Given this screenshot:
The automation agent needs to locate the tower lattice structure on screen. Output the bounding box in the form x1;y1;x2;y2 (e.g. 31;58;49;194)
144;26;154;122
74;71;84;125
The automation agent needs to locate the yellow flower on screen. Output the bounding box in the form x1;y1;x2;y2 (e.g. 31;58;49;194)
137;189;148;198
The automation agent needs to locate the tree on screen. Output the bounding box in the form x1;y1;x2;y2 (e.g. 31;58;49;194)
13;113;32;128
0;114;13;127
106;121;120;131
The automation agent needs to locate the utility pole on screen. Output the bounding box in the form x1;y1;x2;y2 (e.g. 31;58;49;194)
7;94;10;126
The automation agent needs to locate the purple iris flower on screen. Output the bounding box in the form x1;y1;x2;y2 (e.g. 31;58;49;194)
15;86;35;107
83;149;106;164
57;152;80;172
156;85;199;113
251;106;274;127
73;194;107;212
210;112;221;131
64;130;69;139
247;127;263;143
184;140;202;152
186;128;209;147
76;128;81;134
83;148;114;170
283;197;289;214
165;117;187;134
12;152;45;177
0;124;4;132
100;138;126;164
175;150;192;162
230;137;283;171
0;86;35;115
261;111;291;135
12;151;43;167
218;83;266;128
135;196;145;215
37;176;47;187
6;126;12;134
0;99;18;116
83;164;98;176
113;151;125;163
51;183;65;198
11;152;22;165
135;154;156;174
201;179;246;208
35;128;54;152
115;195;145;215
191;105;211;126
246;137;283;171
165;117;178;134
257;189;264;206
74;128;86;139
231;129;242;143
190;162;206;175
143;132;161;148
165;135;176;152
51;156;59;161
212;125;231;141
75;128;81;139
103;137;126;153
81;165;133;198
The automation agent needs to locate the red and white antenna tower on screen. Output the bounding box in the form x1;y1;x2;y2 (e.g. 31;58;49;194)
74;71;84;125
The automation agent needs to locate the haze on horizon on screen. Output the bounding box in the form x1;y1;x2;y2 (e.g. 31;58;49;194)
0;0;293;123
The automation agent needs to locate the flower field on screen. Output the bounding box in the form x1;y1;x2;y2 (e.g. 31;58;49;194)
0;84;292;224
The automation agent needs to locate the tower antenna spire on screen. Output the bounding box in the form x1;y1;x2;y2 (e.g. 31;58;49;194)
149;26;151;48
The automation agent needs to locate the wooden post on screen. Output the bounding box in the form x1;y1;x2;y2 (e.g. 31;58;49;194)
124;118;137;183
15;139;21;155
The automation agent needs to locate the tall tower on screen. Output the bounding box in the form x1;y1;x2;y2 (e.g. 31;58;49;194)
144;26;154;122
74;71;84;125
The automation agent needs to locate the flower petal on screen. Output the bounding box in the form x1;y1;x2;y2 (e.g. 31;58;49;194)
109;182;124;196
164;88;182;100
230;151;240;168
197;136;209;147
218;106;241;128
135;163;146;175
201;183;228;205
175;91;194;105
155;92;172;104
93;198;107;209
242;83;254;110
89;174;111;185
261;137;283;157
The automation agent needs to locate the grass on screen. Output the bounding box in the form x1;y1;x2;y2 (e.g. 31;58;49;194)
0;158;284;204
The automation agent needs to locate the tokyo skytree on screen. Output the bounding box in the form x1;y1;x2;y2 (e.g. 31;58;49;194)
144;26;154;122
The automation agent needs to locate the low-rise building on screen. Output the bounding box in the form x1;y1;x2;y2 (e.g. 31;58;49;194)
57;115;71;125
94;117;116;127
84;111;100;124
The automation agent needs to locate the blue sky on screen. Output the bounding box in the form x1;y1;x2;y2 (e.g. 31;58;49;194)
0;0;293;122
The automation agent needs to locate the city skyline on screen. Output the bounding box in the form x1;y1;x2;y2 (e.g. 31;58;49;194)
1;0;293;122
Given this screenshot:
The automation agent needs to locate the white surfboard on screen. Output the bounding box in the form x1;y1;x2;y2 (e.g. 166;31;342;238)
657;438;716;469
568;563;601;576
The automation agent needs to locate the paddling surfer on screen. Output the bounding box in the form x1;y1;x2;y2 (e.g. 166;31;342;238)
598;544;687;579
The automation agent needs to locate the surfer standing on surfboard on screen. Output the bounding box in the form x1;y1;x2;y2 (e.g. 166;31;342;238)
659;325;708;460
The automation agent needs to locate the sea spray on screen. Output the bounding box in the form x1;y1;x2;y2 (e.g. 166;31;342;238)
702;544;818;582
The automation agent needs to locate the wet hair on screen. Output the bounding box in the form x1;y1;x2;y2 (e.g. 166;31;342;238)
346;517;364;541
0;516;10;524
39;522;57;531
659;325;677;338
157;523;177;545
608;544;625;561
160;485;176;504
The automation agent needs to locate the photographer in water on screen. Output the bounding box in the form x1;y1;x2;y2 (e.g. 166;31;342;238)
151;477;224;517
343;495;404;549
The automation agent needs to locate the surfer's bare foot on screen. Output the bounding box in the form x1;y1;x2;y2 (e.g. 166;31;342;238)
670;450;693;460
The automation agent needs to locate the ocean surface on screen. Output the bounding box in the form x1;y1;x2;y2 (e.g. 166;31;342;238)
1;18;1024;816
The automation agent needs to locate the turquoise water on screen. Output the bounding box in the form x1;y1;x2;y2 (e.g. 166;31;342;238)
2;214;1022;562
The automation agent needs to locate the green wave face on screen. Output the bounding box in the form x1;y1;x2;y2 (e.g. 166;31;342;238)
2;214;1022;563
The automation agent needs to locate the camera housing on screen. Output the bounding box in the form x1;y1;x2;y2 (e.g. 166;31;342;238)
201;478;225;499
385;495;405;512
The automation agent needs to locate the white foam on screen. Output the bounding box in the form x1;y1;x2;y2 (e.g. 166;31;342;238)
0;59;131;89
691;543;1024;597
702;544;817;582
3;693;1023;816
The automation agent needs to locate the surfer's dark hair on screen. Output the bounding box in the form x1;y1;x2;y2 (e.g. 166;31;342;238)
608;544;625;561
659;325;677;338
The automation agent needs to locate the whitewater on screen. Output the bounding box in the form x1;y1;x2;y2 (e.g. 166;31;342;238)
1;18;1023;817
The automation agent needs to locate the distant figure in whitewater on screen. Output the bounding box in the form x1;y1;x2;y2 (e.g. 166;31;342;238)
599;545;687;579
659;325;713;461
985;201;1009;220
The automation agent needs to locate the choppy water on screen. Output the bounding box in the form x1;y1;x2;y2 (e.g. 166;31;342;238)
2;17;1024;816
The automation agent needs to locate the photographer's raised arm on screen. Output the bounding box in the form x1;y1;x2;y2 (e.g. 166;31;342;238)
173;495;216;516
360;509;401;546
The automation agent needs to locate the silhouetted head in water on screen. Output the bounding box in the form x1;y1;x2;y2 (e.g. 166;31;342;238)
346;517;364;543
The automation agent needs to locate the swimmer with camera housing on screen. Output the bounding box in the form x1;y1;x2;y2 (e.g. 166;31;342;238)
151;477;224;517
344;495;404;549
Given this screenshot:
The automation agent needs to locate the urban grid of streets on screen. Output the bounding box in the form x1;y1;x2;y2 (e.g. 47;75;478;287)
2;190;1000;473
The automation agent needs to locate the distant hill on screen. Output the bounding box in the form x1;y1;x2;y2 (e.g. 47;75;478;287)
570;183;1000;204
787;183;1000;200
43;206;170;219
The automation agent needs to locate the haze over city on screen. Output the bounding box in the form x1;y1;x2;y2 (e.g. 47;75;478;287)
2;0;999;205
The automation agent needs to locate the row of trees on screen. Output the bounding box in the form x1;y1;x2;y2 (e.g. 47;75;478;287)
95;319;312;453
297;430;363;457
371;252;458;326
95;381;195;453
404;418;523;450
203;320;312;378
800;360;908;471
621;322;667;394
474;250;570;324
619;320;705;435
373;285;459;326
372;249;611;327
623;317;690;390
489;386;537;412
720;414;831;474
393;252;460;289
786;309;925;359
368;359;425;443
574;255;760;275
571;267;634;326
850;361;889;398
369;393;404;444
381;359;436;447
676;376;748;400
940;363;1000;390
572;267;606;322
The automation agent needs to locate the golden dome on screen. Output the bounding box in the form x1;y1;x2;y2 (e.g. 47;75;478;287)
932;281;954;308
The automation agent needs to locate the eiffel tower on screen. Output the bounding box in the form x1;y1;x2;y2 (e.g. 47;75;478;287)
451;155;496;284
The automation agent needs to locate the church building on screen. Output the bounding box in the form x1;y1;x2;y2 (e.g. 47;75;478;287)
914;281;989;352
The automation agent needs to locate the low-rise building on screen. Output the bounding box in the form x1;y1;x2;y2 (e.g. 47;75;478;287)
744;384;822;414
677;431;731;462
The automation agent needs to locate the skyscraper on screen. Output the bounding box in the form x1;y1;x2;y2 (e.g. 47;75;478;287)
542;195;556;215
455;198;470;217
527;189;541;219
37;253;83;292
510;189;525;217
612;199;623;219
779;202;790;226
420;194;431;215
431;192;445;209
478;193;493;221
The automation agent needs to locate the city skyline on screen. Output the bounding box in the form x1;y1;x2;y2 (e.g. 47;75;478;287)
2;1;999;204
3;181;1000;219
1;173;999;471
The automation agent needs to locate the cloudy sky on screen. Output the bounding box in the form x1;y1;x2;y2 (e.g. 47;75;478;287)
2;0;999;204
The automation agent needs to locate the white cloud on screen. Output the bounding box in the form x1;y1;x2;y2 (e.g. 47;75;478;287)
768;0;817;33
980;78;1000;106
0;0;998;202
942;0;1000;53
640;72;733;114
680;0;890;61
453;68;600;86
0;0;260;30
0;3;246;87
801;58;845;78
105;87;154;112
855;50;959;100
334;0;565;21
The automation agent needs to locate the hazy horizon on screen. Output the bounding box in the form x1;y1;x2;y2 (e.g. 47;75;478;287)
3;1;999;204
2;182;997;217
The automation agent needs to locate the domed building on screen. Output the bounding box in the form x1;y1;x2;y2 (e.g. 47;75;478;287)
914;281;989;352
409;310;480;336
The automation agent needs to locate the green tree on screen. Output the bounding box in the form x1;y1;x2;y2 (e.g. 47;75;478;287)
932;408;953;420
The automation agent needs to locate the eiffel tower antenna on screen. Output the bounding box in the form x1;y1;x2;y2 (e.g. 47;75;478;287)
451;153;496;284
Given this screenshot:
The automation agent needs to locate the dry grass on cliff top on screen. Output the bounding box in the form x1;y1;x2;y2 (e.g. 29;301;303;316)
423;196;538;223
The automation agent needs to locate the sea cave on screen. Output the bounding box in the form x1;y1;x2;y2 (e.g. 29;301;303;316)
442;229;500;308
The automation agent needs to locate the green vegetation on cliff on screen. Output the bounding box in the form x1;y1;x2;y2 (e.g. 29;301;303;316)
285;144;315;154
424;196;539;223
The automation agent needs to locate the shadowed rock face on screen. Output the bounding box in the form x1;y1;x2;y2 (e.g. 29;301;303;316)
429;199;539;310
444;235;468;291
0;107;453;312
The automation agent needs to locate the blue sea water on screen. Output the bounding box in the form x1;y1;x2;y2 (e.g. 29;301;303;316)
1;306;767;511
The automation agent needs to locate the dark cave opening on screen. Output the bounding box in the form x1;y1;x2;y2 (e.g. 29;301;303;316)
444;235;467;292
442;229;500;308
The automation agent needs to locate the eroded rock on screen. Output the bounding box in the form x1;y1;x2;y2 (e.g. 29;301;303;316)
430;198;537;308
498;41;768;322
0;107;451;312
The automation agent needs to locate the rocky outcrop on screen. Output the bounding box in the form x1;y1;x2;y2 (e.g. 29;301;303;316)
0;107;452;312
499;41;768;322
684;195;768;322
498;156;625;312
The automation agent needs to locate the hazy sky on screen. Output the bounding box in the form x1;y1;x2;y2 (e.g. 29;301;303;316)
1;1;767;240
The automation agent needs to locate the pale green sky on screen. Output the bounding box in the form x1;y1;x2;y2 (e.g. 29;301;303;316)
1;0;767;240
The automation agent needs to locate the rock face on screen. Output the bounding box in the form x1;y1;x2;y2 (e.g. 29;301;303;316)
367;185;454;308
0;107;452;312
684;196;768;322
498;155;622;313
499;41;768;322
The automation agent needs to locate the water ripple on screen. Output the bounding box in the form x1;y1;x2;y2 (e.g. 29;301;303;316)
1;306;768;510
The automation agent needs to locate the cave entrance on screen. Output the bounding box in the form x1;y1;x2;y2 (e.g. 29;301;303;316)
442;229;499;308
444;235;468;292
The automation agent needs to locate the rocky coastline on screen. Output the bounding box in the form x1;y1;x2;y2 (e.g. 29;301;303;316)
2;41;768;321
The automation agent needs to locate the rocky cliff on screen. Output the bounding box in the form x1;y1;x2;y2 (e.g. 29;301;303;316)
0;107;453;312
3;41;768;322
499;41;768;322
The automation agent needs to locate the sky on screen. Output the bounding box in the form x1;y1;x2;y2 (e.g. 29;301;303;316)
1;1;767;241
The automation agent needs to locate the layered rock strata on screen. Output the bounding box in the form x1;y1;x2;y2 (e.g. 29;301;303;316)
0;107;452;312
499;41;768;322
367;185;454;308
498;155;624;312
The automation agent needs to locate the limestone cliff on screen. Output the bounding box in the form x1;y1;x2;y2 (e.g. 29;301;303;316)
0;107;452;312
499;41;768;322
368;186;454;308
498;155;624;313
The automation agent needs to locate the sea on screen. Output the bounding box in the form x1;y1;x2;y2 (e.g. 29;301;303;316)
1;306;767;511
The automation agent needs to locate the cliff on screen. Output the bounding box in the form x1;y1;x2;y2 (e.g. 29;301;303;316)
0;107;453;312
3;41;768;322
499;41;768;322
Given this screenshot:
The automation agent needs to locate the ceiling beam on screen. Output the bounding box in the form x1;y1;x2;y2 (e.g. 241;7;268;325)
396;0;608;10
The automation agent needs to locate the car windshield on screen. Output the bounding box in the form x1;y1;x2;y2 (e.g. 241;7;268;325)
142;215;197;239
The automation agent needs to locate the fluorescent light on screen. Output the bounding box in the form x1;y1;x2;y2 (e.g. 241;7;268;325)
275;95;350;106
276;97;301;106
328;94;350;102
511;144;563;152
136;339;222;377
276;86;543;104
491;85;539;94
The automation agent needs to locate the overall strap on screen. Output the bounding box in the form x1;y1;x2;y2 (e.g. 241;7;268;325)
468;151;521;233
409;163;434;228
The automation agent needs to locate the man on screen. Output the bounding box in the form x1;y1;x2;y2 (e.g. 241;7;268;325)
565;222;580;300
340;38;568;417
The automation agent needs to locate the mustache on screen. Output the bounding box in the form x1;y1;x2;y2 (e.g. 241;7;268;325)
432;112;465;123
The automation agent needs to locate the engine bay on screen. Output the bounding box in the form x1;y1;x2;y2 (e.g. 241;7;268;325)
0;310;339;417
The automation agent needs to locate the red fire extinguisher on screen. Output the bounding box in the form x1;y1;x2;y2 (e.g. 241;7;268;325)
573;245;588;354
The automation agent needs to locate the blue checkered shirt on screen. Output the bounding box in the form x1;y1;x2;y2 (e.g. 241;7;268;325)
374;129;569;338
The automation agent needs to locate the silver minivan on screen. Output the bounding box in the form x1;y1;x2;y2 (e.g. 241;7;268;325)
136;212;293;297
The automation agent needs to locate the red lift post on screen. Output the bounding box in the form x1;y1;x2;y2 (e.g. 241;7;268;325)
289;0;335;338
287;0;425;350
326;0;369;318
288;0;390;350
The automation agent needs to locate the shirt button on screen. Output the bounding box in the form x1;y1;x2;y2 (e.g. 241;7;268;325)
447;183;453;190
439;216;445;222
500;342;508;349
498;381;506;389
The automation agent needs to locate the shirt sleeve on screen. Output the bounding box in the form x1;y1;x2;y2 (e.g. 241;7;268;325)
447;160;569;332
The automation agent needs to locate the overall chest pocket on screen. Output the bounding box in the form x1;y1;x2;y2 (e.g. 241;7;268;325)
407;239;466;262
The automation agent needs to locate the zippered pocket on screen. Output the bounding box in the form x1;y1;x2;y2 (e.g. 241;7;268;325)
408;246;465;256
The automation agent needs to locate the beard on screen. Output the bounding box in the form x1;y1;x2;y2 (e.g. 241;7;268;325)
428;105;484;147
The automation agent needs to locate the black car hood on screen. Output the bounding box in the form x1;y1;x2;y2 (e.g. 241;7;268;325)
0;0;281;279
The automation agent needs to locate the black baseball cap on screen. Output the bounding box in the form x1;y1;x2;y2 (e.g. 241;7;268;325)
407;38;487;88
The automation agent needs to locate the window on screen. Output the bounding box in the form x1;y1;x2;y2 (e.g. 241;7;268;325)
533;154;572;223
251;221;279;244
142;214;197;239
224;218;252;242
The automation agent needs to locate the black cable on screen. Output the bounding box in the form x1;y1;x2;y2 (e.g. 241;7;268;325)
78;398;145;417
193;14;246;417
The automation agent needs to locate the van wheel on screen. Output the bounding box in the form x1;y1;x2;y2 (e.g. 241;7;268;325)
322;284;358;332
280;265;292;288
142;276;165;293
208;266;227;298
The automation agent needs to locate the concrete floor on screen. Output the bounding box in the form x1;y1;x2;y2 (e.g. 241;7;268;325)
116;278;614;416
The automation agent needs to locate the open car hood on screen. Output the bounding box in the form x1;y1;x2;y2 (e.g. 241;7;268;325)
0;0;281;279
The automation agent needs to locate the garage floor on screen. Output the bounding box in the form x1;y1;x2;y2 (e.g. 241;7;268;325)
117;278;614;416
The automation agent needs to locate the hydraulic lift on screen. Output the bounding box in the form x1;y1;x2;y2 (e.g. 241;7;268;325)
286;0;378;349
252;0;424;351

* * * *

What is needed — Locate "The automation agent needs to locate the van" in the data above. Then repeat, exactly, its line and each line after it through the last, adding nothing.

Exercise result —
The automation agent needs to locate the van wheel on screen. Output the bounding box in the form x1;y1;x2;y2 (e.g. 241;7;268;325)
322;284;358;332
280;265;292;288
142;276;165;293
208;266;227;298
The automation agent needs to locate the concrete floor on screen. Output the bounding box in the form x1;y1;x2;y2 (e.g. 241;7;268;325)
116;278;614;416
The automation agent needs to locate the open car hood on screen. Output the bounding box in the form x1;y1;x2;y2 (e.g. 241;7;268;325)
0;0;281;279
The automation agent needs to locate the garage floor on screen. Output the bounding box in the form x1;y1;x2;y2 (e.g. 241;7;268;325)
117;278;614;416
The automation agent needs to locate the hydraulic lift on screen. Output the bounding box in the form x1;y1;x2;y2 (e.g. 241;7;268;325)
286;0;378;349
252;0;424;351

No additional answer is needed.